And the Polish guy ended up being arrested and stripped searched.
That's what the North Wales police are like, and those officers will have worked for this police inspector, Inspector Kirkham.
Yeah, yeah, certainly.
I've noticed that Welsh police generally are very, very eager beavers when it comes to things like Speeding and stuff like that.
They want to harass the motorists.
I'm sure they'd be used as if your house was burgled, but they're brilliant at stopping you buying ice cream and speeding.
Yeah, they have to justify their existence somehow.
And luckily here in North Wales, we don't have a very high crime rate, so they have to be busy doing other things.
But this is quite shocking that they treat the public like this.
You see, what you were saying about fox hunting, I think a lot of us are coming round to the view that we're putting together... the last year has enabled us to put together pieces of the jigsaw which previously made no... we didn't realise that it was all part of the same...
the same problem it was it this is has been the year of only connect and we've suddenly realized that all the bad stuff that's happening now has been planned over a period of years if not if you're not if not decades actually if not centuries but for example i think The war on fox hunting is a war on rural communities.
It's a war on the bonds that unite rural communities.
I mean, you think about how the fox hunt works.
You think about all the people who are dependent on it, ranging from the kennels and the huntsmen and the farrier.
And the repairing of fences, the dead stock which goes to feed the hounds, everything.
It binds communities in a way I think the big government hates because these communities are discrete communities rather than sort of subjects of big government.
People know one another, they get to know the land, they get to know They're bound by danger and excitement and camaraderie.
And of course, this is anathema to, in the same way that the family as a unit is anathema to these people.
They want to break down the things that bind us, don't they?
Yes.
Yeah.
Yeah, exactly.
And I just never understood that until now, but I always knew that was wrong, you know, and that the whole hunt saboteurs, the fact that they've always been financed always, You know, just confused me.
The man that was creating a lot of trouble for me anyway obviously has quite a lot of money.
He's not even vegan.
And was quite vocal in the fact that he was paid a lot of money to come out and do quite nasty things to the hunts in the North West, not just North Wales, but also the North West of England.

Items from a labeling collection
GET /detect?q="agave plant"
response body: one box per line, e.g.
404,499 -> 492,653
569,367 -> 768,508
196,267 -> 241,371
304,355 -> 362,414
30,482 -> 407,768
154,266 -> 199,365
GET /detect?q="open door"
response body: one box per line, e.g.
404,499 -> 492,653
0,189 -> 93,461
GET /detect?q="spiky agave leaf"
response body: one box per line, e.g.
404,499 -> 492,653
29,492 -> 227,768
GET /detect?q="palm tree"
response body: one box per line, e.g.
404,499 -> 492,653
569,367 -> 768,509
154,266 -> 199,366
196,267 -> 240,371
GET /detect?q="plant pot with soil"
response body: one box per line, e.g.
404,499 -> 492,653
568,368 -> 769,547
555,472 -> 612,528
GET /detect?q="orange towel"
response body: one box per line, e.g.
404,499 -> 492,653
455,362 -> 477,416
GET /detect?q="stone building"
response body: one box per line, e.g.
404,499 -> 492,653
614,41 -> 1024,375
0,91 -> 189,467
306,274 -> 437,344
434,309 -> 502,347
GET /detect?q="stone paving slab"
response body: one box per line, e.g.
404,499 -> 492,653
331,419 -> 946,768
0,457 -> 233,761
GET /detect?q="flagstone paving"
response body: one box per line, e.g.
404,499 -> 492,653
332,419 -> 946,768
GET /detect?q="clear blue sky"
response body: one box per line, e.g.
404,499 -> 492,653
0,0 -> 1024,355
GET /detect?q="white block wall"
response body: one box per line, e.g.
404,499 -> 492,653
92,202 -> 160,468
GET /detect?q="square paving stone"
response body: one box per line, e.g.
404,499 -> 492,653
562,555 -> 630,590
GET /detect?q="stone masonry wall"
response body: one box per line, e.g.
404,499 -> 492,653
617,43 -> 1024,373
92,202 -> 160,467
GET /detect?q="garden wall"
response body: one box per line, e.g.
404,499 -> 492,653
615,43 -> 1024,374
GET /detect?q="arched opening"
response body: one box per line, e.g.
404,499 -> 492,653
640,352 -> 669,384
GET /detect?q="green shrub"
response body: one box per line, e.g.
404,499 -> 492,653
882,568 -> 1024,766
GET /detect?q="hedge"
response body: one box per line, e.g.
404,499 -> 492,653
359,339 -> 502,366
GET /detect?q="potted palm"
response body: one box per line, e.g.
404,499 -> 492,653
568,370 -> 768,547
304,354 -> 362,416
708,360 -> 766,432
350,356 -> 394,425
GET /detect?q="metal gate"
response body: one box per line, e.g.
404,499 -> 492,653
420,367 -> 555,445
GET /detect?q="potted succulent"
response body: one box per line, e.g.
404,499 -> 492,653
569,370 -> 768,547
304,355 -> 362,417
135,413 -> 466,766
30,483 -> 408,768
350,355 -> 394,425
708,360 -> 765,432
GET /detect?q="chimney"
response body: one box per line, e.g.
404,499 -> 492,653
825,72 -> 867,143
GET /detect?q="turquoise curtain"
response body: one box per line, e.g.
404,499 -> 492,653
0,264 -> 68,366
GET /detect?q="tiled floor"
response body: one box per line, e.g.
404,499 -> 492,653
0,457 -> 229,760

> **EXERCISE TASKS**:
[a] According to the fox hunting conversation, which people does the speaker list as depending on the hunt?
[b] Carry on the fox hunting conversation from its final line.

> **WRITTEN ANSWERS**:
[a] The kennels, the huntsmen and the farrier.

[b]
There's been a lot of trouble and it's mainly through one man, although I do know he's visited the Cotswolds a couple of times and created a few problems there as well.
But, you know, obviously a lot of money being, you know, put that way.
And I just can't imagine who would finance all of that.
That's interesting.
I think that it's the same.
I think what we're realizing, I used to be very puzzled by why George Soros financed all these, all these groups.
I mean, you know, that man is a billionaire several times over, I think.
And he's got oodles of money, and he pours it into these mostly hard left groups, radical groups of one sort or another.
And I was thinking, well, what's his motivation?
Why would he do that?
But actually these people are playing a long game and it's a kind of, it's a form of, I suppose, well you could call it global Marxism except it's almost worse than that.
They're trying to bring about the destruction of our civilization, I think, in all its forms.
All the bonds that the different groups have formed over centuries, they want to break down and destroy.
I think Tony Blair was really where the rot set in, because you remember he got given a large chunk of money by, is it called the International Fund for Animal Welfare, I think?
A really mega donation which was then used to bring in the Hunting Act, I think, and to have a go at hunting.
And you thought, well why?
Why does it matter so much?
And only now is it starting to make sense.
Yeah, agreed.
Agreed.
And the thing is, they clearly don't care very much about animals at all.
You know, it's not to do with animals.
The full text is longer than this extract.